===== EXTRACTED INFORMATION =====

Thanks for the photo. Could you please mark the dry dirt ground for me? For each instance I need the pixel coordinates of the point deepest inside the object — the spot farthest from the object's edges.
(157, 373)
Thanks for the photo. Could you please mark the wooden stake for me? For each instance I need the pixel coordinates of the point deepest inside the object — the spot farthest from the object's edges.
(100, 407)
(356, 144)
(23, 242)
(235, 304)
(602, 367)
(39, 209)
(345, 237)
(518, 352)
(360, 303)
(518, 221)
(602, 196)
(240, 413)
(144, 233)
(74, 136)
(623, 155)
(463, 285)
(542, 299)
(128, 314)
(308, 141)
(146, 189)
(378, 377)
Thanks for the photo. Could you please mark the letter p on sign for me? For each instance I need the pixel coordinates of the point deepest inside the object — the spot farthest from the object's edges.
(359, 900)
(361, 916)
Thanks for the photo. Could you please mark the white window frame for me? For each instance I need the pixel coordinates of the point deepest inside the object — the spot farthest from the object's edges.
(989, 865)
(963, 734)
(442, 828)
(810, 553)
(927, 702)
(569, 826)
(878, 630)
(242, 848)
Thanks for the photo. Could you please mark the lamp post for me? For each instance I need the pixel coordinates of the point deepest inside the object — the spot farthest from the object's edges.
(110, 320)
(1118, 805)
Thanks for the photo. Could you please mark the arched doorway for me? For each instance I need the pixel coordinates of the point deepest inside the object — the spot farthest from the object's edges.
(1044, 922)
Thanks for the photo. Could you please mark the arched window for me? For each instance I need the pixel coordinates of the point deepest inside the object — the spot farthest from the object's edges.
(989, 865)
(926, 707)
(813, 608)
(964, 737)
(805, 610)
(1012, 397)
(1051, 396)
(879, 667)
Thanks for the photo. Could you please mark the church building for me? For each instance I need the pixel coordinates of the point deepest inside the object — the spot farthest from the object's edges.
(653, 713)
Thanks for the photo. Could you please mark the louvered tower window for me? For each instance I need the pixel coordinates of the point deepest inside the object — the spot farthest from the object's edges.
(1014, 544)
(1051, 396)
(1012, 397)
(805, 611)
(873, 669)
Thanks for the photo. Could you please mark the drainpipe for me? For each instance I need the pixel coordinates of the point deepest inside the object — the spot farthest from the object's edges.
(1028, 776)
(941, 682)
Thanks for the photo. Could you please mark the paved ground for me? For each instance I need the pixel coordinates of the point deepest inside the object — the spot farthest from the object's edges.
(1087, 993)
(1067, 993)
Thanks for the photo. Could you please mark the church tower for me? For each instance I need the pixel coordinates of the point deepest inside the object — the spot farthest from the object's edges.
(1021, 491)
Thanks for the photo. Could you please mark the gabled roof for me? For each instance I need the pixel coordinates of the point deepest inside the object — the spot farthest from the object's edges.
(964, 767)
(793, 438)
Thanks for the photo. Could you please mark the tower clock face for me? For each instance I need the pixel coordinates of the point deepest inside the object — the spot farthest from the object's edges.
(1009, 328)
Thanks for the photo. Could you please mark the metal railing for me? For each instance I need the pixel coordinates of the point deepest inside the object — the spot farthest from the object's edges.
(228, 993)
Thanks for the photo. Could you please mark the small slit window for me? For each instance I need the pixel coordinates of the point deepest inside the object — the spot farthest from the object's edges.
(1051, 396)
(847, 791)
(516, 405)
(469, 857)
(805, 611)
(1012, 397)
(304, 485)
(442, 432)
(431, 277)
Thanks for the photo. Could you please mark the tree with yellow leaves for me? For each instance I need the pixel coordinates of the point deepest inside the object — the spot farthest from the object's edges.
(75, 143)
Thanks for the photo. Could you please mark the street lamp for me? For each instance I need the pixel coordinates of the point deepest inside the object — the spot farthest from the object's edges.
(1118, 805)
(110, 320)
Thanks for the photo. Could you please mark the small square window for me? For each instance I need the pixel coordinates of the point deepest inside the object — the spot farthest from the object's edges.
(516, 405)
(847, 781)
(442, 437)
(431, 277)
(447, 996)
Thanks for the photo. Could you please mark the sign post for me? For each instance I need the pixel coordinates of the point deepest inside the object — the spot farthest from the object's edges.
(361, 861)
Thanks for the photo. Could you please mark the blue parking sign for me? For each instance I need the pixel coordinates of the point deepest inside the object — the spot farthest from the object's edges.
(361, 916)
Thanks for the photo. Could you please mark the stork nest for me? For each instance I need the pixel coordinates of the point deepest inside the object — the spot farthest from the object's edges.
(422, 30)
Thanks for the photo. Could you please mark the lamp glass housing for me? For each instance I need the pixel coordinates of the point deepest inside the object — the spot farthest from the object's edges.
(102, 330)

=====

#### PROBLEM TO SOLVE
Please copy the lines above again, from the one containing "Thanks for the photo. Could you please mark the arched doorway" through the one containing "(1044, 922)", both included, reproducing each without any change.

#### SOLUTION FOR THIS PROBLEM
Thanks for the photo. Could you please mark the arched doorway for me? For each instance I need the pixel coordinates of the point deepest inside the object — the spot farthest from the object's edges.
(1044, 922)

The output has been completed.